▶ [Task statement]:
Put the lines of the records below into a numbered list, starting with the line that contains "Note: point to the player stretching" and ending with the final line of the records, and include only those lines. Leave out blank lines.

-- BEGIN Information provided --

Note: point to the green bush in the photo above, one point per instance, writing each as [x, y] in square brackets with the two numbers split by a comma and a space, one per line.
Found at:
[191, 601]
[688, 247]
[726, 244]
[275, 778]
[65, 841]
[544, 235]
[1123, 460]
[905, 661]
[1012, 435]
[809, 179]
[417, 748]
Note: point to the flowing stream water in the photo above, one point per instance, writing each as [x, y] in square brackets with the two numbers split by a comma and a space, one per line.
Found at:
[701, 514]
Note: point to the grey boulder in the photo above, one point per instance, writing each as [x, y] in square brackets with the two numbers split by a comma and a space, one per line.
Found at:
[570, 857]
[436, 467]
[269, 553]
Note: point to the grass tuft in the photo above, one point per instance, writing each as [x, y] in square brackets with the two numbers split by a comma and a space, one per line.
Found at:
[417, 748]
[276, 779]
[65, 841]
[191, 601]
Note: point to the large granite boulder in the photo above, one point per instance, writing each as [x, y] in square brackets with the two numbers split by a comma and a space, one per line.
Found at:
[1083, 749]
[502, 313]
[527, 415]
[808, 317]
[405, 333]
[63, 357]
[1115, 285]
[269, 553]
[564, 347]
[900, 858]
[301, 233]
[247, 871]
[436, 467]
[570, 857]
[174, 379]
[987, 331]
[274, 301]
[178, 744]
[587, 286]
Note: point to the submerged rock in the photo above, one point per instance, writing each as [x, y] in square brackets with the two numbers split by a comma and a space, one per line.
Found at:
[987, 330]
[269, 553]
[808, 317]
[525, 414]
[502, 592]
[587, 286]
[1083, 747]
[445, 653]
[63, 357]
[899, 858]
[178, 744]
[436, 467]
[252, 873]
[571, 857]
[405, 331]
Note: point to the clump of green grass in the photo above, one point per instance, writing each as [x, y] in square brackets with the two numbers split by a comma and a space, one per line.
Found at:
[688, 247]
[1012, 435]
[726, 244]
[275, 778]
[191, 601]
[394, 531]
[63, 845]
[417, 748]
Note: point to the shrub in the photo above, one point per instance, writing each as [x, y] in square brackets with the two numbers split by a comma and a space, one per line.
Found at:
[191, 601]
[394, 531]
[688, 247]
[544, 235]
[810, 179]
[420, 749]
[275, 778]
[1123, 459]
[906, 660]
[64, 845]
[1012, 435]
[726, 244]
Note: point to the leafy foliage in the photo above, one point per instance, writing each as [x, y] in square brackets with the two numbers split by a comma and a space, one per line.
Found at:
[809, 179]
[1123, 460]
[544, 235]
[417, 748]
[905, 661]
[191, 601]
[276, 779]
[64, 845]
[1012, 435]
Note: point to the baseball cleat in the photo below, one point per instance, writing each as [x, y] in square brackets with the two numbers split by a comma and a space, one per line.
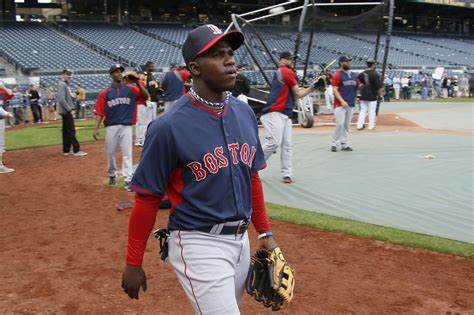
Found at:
[4, 169]
[80, 153]
[128, 188]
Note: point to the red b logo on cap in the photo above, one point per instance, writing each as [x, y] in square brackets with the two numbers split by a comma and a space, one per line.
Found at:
[215, 30]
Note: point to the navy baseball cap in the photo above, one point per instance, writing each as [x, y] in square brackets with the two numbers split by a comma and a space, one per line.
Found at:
[204, 37]
[287, 55]
[116, 67]
[344, 59]
[371, 61]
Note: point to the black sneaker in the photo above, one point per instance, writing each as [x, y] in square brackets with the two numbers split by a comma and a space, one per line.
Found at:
[128, 188]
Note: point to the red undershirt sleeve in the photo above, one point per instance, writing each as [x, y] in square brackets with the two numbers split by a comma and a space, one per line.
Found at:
[259, 215]
[142, 220]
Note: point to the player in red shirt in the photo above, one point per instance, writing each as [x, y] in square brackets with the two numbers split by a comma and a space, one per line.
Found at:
[117, 107]
[278, 113]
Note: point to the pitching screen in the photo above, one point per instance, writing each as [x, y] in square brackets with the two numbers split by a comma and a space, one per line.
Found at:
[467, 3]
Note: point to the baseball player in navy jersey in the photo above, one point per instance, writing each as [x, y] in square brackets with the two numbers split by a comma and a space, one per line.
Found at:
[117, 107]
[345, 85]
[173, 84]
[144, 115]
[205, 154]
[278, 113]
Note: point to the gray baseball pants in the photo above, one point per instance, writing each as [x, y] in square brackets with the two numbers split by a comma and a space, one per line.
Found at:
[211, 269]
[278, 133]
[343, 119]
[120, 135]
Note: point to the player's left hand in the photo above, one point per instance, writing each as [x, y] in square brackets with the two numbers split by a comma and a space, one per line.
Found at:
[96, 134]
[131, 76]
[267, 243]
[133, 277]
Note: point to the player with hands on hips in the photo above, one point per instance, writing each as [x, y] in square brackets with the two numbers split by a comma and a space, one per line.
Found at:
[277, 114]
[117, 107]
[204, 154]
[345, 86]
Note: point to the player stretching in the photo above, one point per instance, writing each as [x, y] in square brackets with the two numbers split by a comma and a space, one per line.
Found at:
[205, 154]
[345, 86]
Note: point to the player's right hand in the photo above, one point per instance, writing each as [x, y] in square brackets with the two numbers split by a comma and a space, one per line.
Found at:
[96, 134]
[133, 277]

-- END Information provided --

▶ [Response]:
1. Note: point to the player stretching in the photo above, one point per instance, writing each as [x, y] in square brackets with the two numbers split by a comma and a space, one per line.
2. Found at:
3. [205, 154]
4. [345, 86]
5. Note: point to the player's right hand in the photo above, one point per instance, writing each as [x, y] in square brackets with the two numbers split by a comma and a space, one per line.
6. Found at:
7. [96, 134]
8. [133, 277]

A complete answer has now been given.